* **WORK INSTRUCTIONS**
1. Answer these questions using the opinion piece on screens and children's well-being:
(a) What organization does the writer say they belong to?
(b) What percentage of kids, tweens and teens say they use social or video apps daily?
(c) Who introduced Senate Bill 243?
2. Reproduce verbatim the portion of the opinion piece on screens and children's well-being that starts at the words "Kids, tweens and" and ends after "social media platforms.".
3. Extend the opinion piece on screens and children's well-being, picking up after its final sentence.

======== GIVEN PASSAGE

Screens threaten our kids’ well-being. The Legislature is fighting back | Opinion
As a licensed marriage and family therapist, I’ve spent over a decade helping teens and tweens navigate all the pressures of their lives. Increasingly, one issue dominates my conversations with young people: the toxic digital world they’re growing up in.
That’s why I’m heartened to see California lawmakers step up this year with a bold online safety legislative package. As a member of Mothers Against Media Addiction, I’m proud to support these bills — and I’m going to fight to make sure they become law.
Kids, tweens and teens spend more time online than ever before, with 95% saying they use social or video apps daily, and one in seven saying they’re online “almost constantly.” They are subjected to addictive algorithms, invasive surveillance, sexualized content and AI tools that weren’t developed with their welfare in mind.
I’ve seen teens spiral into depression due to constant comparison. Young people are often served eating disorder content, and can be made increasingly anxious by “doomscrolling” (the act of mindless, excessive scrolling, especially on social media) on TikTok and Instagram. Kids see chaos and destruction from around the world in real time, which is often delivered unsolicited by social media platforms.
If you’re not raising children right now, it may be difficult to fully understand just how overwhelming this issue has become. In families across the country, technology-fueled conflicts are straining relationships, eroding trust and turning daily life into a battleground that parents feel unequipped to win.
Two bills now moving through the California Legislature would offer critical help.
Artificial intelligence is shaping the future of child safety, and it’s dangerously underregulated. Senate Bill 243, introduced by Sen. Steve Padilla, D-San Diego, would help change that by prohibiting companies from deploying AI-powered chatbots unless they have safeguards. We’ve already seen AI chatbots engage kids in sexually explicit dialogue, show them how to electrocute themselves, tell them to lie to their parents in order to have sex with adults and even encourage them to end their own lives.
This technology is not ready for our kids.

================
======== LISTED RECORDS

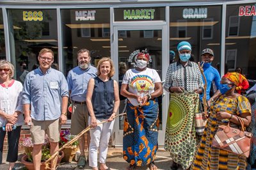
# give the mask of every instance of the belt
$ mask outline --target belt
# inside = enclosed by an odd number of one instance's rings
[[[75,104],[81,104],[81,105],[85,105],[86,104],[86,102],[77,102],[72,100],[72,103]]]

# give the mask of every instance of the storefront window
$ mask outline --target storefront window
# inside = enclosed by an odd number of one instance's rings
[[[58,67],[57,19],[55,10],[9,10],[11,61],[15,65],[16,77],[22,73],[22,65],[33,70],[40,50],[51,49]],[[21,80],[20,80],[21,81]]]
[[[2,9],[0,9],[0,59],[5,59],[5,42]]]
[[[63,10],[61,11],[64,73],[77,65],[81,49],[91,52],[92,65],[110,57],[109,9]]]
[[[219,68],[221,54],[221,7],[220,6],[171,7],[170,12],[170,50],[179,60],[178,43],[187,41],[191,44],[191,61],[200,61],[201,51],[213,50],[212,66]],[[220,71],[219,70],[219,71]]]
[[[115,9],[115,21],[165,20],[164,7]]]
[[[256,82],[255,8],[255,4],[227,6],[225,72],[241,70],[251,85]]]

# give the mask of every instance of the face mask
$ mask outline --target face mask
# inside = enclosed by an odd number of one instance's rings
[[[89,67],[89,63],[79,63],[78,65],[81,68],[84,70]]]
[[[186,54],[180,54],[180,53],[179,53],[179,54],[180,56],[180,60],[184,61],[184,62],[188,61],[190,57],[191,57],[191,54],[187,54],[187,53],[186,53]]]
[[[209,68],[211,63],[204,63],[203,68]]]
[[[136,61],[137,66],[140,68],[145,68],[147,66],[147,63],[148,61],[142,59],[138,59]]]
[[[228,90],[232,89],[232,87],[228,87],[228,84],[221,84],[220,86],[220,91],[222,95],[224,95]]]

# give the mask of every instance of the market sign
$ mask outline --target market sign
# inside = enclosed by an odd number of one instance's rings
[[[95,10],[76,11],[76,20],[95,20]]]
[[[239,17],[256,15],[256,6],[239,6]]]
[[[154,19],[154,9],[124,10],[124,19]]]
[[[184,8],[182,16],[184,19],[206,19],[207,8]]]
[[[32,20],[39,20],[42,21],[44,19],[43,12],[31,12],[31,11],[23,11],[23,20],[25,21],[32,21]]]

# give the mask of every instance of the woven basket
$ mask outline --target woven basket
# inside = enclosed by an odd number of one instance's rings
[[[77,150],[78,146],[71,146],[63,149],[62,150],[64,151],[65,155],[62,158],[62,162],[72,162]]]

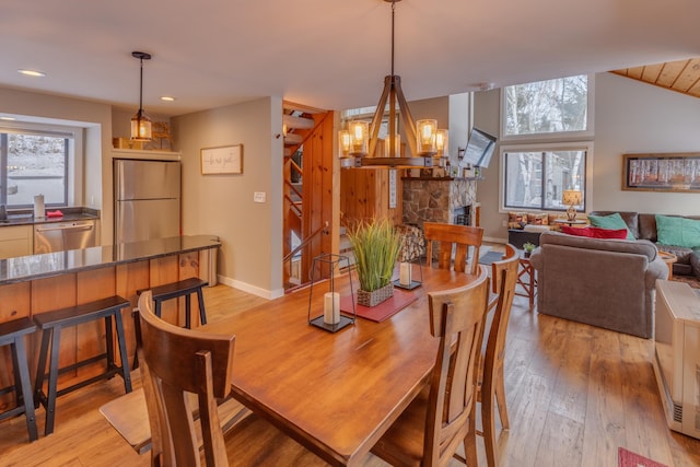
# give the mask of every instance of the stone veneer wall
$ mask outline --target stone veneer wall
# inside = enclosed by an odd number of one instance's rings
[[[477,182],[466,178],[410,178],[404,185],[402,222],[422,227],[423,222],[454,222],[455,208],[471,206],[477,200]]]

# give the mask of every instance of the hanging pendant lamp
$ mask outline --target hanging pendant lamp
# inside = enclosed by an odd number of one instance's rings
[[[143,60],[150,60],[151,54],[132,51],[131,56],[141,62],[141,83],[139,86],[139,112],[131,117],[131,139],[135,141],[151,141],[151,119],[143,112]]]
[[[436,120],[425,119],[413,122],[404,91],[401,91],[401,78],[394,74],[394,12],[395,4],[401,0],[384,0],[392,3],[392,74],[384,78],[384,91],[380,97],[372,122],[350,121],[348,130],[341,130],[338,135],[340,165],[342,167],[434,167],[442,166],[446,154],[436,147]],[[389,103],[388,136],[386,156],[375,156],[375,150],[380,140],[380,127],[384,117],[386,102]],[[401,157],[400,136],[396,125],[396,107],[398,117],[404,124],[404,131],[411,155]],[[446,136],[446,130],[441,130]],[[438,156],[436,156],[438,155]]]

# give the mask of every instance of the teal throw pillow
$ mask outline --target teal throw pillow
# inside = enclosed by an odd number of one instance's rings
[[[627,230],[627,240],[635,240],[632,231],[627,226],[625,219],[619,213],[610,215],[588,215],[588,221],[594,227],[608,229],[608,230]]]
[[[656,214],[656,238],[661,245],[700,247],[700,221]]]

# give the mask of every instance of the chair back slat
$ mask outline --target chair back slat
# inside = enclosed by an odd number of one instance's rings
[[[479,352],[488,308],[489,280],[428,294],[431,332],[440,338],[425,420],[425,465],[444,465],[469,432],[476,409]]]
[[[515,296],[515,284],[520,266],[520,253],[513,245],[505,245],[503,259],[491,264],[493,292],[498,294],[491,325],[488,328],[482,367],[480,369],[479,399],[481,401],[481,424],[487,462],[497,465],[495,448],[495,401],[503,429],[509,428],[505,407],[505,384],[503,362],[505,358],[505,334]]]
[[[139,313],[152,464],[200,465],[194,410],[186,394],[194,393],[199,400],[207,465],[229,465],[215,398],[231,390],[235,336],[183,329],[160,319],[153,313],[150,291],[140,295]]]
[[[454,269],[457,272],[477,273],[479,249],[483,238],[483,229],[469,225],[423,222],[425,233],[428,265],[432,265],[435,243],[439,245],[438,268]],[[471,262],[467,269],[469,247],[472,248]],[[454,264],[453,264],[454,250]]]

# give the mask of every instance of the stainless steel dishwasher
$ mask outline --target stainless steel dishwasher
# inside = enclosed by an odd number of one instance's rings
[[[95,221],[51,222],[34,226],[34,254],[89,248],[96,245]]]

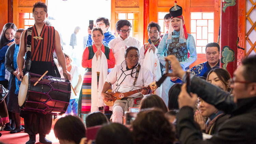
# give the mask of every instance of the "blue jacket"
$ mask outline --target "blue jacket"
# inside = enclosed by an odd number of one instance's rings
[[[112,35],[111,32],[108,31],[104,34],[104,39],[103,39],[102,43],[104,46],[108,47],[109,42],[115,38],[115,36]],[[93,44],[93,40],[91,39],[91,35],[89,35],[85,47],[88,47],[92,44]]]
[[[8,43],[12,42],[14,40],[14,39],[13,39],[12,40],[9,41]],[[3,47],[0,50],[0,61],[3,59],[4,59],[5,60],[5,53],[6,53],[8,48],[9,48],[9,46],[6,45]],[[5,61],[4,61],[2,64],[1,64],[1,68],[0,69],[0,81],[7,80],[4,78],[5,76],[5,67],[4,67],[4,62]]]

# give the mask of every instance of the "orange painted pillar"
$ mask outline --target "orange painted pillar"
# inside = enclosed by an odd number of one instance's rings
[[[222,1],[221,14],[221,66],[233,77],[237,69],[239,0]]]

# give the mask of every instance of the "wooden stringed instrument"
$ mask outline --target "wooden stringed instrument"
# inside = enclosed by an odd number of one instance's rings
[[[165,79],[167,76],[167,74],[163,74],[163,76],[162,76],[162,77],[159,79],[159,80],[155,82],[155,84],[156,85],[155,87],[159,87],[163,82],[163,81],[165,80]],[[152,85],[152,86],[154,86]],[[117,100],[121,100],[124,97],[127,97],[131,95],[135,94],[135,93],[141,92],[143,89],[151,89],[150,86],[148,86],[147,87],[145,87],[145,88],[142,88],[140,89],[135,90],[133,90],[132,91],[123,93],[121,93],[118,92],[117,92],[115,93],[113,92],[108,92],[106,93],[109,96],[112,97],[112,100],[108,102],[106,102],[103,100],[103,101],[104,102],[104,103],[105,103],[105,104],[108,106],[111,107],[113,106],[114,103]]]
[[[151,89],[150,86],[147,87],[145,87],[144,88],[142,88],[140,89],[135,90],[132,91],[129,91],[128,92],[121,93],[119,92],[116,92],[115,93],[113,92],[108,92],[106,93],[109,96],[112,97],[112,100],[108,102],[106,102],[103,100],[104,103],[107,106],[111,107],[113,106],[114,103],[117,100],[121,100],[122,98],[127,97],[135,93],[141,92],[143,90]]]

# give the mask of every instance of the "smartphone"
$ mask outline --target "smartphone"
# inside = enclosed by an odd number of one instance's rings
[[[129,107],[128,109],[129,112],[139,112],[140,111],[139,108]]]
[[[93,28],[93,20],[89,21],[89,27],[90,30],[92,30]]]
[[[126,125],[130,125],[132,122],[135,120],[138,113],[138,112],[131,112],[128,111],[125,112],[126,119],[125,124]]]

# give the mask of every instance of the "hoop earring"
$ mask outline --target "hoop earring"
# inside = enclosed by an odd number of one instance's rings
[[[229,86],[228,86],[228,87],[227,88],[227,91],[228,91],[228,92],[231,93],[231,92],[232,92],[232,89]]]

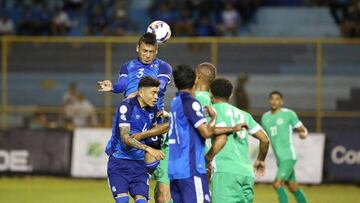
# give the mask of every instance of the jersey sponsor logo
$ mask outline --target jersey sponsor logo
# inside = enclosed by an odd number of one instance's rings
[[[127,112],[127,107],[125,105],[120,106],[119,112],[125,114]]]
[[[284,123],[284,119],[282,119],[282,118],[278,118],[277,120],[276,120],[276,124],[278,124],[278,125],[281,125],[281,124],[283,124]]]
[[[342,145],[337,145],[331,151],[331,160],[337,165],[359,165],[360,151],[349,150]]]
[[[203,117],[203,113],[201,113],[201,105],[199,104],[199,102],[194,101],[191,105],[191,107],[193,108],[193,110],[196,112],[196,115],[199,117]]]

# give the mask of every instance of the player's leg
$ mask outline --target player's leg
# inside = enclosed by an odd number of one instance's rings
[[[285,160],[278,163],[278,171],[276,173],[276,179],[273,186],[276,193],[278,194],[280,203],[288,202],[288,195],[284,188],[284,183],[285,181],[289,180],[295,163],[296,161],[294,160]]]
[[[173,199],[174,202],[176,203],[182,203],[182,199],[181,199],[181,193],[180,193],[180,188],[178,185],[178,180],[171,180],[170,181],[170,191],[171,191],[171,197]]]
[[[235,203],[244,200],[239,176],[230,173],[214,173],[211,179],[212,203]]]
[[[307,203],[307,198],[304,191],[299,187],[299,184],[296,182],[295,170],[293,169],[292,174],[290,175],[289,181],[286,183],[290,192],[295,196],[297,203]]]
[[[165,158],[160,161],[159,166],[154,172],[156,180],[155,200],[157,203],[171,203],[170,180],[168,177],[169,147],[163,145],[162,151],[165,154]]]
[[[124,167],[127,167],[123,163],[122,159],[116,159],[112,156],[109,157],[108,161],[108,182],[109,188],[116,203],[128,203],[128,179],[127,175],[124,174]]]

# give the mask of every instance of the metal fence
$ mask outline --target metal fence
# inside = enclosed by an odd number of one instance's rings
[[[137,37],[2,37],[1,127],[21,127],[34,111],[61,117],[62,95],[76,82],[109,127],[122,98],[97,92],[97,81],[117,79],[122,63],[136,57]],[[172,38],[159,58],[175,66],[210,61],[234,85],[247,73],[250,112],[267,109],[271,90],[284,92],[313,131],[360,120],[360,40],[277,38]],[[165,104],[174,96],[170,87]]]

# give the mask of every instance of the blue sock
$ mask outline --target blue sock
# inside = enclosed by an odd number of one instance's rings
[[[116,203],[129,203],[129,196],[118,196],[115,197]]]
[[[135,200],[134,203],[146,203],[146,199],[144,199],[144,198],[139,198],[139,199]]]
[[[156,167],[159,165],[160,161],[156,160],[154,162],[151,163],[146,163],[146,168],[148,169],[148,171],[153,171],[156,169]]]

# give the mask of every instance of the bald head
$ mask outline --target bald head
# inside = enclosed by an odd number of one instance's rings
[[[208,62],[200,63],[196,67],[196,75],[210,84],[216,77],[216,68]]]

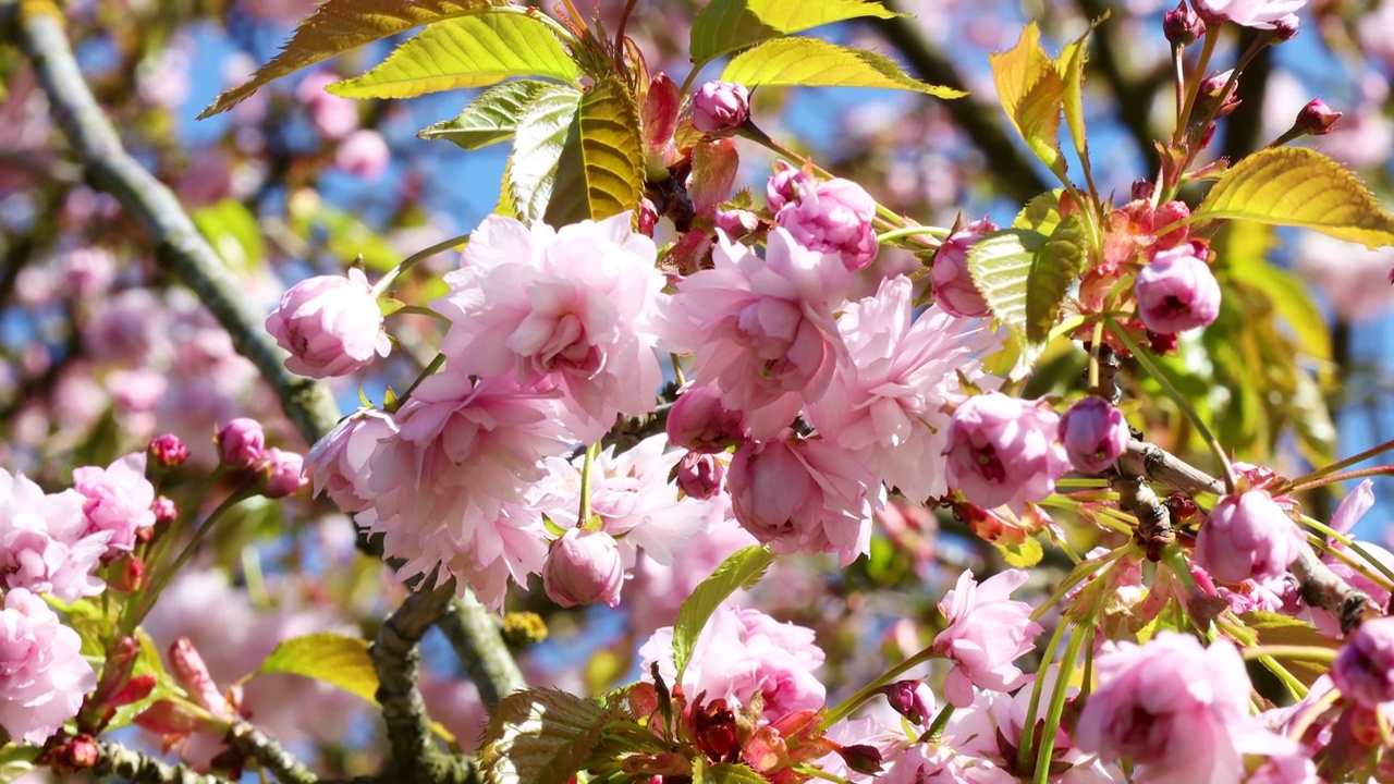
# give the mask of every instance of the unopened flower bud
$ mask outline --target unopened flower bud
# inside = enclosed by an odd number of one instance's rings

================

* **SET OF ANSWERS**
1.
(a) Mothers Against Media Addiction.
(b) 95%.
(c) Sen. Steve Padilla, D-San Diego.

2.
Kids, tweens and teens spend more time online than ever before, with 95% saying they use social or video apps daily, and one in seven saying they’re online “almost constantly.” They are subjected to addictive algorithms, invasive surveillance, sexualized content and AI tools that weren’t developed with their welfare in mind.
I’ve seen teens spiral into depression due to constant comparison. Young people are often served eating disorder content, and can be made increasingly anxious by “doomscrolling” (the act of mindless, excessive scrolling, especially on social media) on TikTok and Instagram. Kids see chaos and destruction from around the world in real time, which is often delivered unsolicited by social media platforms.

3.
“Our children are not lab rats for tech companies to experiment on at the cost of their mental health,” Padilla said when introducing his bill.
Meanwhile, Asm. Rebecca Bauer-Kahan’s Assembly Bill 56 would require warning labels on social media platforms. These labels wouldn’t ban anything, they would simply empower families with critical information. Just as we warn people about the dangers of smoking, we should warn them about the risks of spending hours a day on platforms that are linked to depression, anxiety and self-harm.
The Surgeon General recommended warning labels last year as an important part of the public health information campaign needed to reach the masses. AB 56 would require pop-up warnings after extended use — reminders to pause, log off and re-engage with real life. It’s a simple, common-sense step that meets this moment.
Both of these bills reflect what so many parents are desperate for: meaningful support. We are tired of having to monitor every device, every app and every setting alone. These two proposals wouldn’t solve every problem overnight, but they represent real, concrete steps toward making the online world safer for kids.
In the absence of federal regulation, California must lead. This is not a time for finger-pointing, it’s an all-hands-on-deck moment. Parents, teachers, school administrators, healthcare providers and lawmakers must come together to ensure this generation of children grows up safe, supported and mentally well.
Julie Frumin is a licensed marriage and family therapist working with teenagers and young adults in Westlake Village.